━━ DOCUMENT SEGMENT
IFRS 7 requires a sensitivity analysis that shows the impact on the income statement and on items recognised directly in other comprehensive income of hypothetical changes of exchange rates in respect of non-functional currency financial assets and liabilities held across the Group. All other variables are held constant although, in practice, market rates rarely change in isolation. Financial assets and liabilities held in the functional currency of the Group’s subsidiaries, as well as non-financial assets and liabilities and translation risk, are not included in the analysis. The Group considers a 10 per cent strengthening or weakening of the functional currency against the non-functional currency of its subsidiaries as a reasonably possible change. The impact is calculated with reference to the financial asset or liability held as at the year end, unless this is unrepresentative of the position during the year.
A 10 per cent strengthening of functional currencies against non-functional currencies would result in pre-tax profit being £36 million higher (2009: £24 million lower) and items recognised directly in other comprehensive income being £273 million higher (2009: £268 million higher). A 10 per cent weakening of functional currencies against non-functional currencies would result in pre-tax profit being £44 million lower (2009: £26 million higher) and items recognised directly in other comprehensive income being £333 million lower (2009: £328 million lower).
━━━━
━━ DATA LINES
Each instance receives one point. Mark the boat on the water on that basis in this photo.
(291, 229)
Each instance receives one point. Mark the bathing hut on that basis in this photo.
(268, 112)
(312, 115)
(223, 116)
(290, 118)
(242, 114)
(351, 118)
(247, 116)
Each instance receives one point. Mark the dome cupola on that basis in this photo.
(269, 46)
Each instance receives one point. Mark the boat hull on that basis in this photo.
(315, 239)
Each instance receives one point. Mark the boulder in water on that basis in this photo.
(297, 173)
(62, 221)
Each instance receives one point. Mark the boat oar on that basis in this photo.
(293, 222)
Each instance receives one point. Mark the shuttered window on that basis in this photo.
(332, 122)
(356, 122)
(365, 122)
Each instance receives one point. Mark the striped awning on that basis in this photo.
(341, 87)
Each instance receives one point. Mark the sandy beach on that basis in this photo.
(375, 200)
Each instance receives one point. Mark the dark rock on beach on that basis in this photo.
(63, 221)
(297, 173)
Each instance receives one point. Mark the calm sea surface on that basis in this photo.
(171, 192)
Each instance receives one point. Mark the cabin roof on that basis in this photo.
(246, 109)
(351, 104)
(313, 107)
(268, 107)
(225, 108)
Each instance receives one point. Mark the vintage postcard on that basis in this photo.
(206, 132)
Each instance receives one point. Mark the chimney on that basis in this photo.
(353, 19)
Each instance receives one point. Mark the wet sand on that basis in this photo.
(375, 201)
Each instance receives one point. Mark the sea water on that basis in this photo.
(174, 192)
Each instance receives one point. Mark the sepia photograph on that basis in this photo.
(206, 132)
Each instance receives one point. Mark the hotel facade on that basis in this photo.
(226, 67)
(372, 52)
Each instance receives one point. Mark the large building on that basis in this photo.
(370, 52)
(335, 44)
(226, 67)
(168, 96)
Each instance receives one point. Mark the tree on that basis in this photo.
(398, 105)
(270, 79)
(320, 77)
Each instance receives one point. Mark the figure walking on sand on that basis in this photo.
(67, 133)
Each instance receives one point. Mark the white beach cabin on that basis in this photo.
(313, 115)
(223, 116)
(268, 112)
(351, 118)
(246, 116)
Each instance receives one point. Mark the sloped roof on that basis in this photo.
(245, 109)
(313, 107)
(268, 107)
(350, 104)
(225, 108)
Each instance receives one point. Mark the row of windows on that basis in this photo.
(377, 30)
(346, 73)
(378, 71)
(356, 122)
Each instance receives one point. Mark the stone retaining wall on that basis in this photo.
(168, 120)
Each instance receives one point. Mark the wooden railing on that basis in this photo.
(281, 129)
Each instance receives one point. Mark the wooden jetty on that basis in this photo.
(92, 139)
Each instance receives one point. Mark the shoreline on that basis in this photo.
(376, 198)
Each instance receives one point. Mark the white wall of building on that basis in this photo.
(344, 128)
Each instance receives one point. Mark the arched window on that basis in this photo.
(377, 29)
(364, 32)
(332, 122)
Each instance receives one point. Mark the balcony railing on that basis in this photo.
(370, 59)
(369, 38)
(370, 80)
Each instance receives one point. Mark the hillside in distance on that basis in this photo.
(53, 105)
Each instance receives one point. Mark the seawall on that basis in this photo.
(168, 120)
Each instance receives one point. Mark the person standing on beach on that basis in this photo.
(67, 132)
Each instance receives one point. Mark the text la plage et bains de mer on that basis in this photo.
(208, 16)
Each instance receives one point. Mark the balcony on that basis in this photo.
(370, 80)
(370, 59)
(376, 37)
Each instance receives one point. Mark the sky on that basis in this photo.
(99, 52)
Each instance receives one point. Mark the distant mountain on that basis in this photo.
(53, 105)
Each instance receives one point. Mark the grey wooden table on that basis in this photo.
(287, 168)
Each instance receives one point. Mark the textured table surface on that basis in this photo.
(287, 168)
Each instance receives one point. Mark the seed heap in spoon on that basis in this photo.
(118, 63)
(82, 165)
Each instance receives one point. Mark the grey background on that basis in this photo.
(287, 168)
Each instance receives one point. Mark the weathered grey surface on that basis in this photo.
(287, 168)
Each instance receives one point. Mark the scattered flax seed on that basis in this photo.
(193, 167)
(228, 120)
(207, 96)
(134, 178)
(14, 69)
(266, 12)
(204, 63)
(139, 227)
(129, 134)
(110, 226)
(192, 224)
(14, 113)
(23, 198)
━━━━
━━ DATA LINES
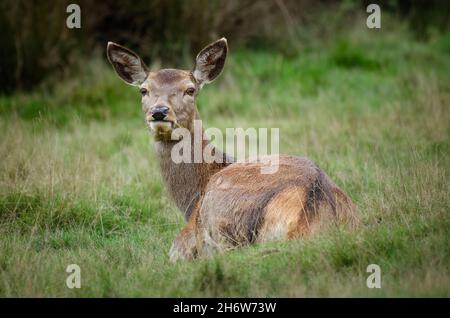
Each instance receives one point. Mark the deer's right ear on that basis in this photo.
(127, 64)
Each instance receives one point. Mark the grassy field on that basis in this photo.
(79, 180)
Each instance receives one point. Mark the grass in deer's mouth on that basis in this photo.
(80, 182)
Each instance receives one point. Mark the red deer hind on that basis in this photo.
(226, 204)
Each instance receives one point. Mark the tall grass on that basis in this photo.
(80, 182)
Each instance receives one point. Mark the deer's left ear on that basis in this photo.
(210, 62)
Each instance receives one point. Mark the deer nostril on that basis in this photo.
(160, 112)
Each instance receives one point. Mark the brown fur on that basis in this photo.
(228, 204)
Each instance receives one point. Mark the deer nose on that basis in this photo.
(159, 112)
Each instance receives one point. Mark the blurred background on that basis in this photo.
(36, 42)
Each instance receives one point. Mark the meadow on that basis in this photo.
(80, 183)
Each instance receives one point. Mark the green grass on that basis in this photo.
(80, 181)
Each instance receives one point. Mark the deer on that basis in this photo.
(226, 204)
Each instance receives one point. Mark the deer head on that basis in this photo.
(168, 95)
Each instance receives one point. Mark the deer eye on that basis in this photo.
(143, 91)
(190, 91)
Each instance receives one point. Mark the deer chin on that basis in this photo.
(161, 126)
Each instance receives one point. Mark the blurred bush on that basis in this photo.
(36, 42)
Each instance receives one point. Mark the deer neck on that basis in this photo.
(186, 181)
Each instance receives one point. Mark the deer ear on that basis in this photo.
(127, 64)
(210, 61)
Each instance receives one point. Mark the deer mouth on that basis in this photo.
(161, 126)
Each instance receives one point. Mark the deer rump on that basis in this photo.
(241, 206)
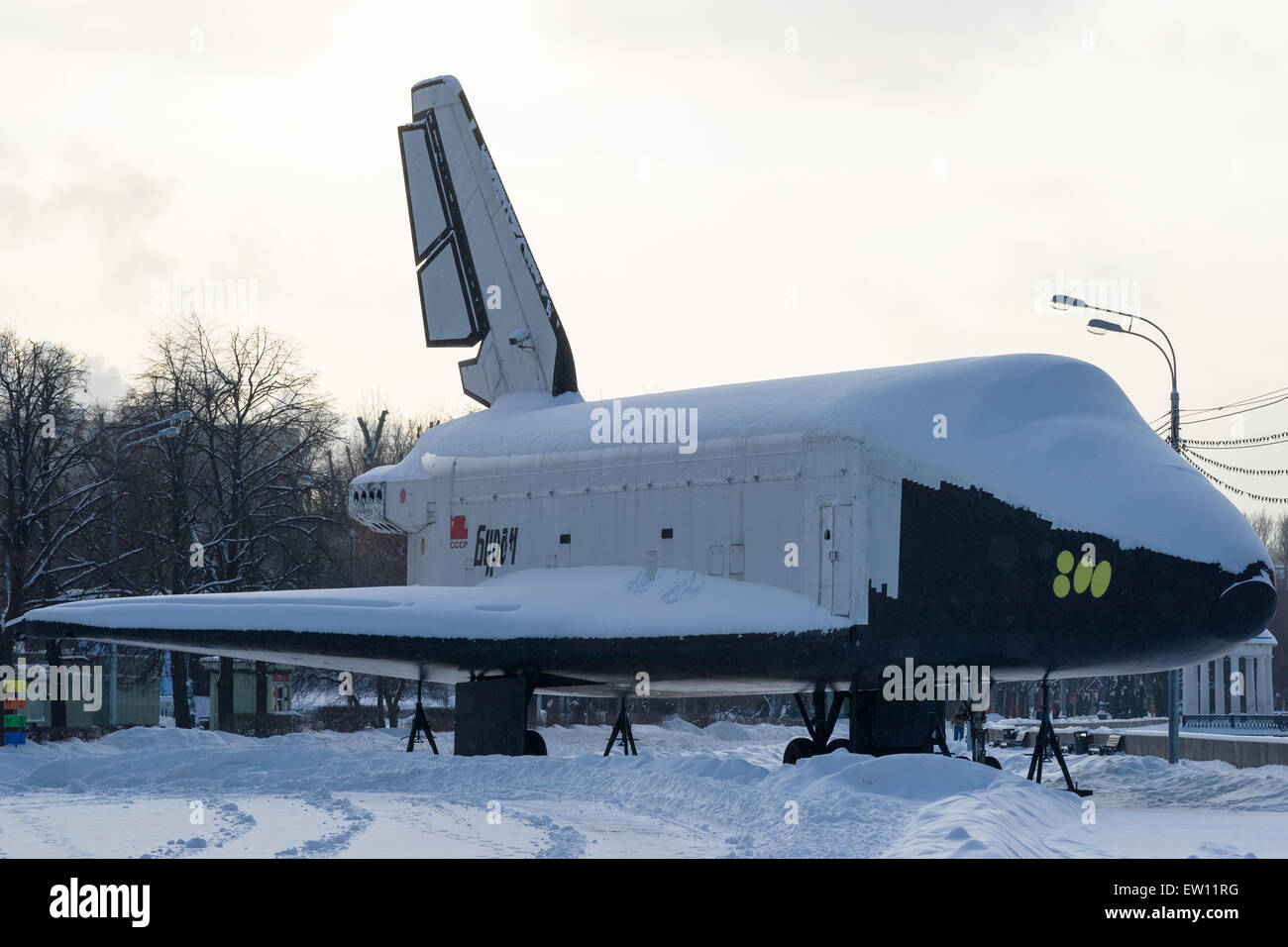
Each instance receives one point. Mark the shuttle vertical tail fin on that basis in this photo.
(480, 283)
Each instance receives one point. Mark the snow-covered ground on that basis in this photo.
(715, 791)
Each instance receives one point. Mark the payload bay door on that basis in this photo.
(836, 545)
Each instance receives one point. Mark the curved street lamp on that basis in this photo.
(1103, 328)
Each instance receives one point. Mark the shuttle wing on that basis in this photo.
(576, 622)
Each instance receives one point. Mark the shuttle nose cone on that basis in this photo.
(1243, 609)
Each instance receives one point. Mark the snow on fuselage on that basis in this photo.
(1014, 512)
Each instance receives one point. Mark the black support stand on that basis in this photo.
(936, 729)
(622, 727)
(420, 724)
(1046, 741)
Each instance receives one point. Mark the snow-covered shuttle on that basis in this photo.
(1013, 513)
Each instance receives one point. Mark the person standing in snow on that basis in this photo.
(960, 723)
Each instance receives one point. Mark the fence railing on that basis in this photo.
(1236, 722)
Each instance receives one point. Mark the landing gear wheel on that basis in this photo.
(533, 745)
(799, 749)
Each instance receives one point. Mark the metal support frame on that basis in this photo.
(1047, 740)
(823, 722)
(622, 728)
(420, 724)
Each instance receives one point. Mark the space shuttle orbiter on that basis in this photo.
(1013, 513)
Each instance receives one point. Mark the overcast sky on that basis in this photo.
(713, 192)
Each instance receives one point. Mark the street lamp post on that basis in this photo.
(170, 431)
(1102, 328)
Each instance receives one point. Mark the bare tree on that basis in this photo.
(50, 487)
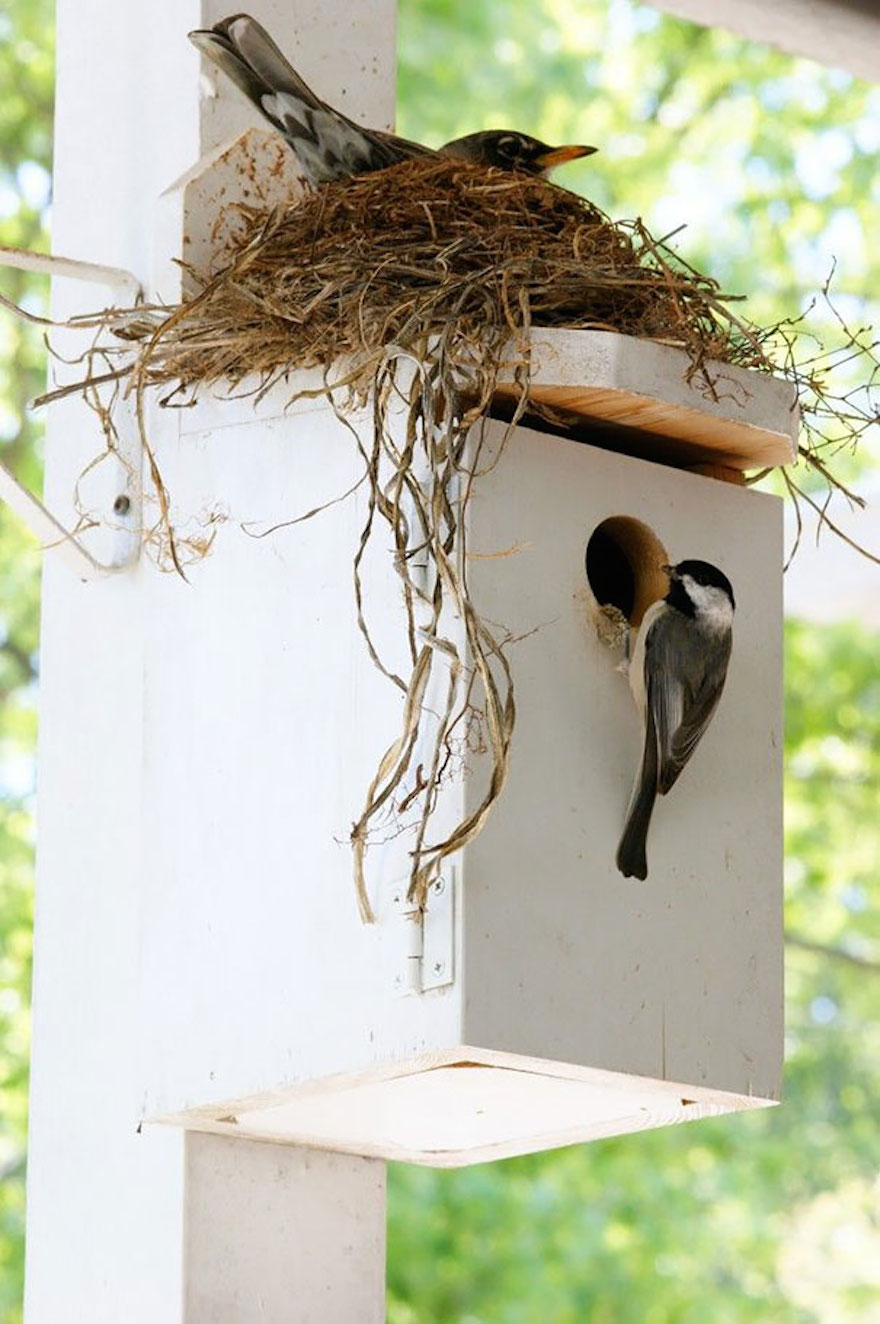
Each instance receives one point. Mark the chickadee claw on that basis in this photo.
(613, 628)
━━━━
━━ DATA LINES
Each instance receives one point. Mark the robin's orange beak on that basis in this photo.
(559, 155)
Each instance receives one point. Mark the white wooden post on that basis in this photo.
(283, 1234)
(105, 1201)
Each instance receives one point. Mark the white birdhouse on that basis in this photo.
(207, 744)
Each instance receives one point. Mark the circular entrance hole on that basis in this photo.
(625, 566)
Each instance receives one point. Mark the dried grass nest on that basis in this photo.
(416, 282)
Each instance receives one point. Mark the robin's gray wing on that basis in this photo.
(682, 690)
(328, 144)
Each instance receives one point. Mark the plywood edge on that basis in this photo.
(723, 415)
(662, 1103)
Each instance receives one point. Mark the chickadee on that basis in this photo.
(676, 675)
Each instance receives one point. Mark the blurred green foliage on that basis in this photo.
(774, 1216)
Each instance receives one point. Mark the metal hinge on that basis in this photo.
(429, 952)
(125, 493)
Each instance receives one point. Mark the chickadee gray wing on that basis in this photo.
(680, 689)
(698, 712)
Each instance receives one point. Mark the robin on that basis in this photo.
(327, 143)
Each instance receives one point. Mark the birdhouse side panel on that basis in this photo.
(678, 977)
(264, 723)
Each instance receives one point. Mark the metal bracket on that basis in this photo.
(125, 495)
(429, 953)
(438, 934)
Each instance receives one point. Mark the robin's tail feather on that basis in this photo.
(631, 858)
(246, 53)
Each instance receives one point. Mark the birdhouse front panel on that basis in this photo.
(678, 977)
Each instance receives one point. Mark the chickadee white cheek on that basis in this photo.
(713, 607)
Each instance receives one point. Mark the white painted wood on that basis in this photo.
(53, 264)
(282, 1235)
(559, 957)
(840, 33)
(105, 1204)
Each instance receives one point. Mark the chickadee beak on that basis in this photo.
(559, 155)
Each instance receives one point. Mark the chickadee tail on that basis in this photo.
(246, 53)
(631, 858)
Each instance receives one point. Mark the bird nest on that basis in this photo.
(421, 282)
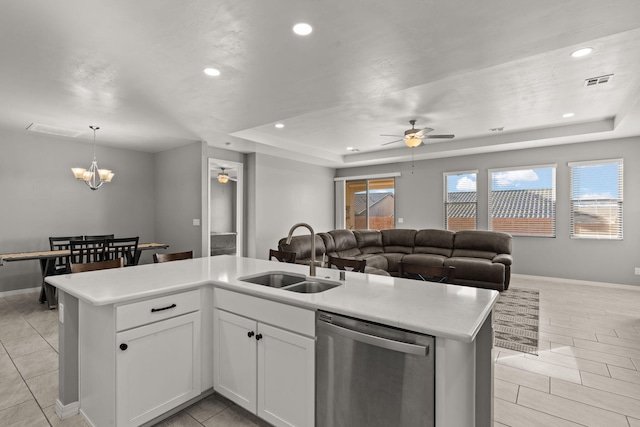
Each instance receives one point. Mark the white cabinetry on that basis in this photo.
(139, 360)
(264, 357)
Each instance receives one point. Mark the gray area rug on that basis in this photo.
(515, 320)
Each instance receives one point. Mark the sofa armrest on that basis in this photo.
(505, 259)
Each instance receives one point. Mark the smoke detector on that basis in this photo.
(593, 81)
━━━━
*WHAT YOU WILL DO:*
Write out the passage above on exchange-rate sensitivity from "A 10 per cent strengthening of" up to and including "(2009: £328 million lower).", substituting "profit before tax" for "pre-tax profit".

*WRITTEN REPLY:*
A 10 per cent strengthening of functional currencies against non-functional currencies would result in profit before tax being £36 million higher (2009: £24 million lower) and items recognised directly in other comprehensive income being £273 million higher (2009: £268 million higher). A 10 per cent weakening of functional currencies against non-functional currencies would result in profit before tax being £44 million lower (2009: £26 million higher) and items recognised directly in other comprehensive income being £333 million lower (2009: £328 million lower).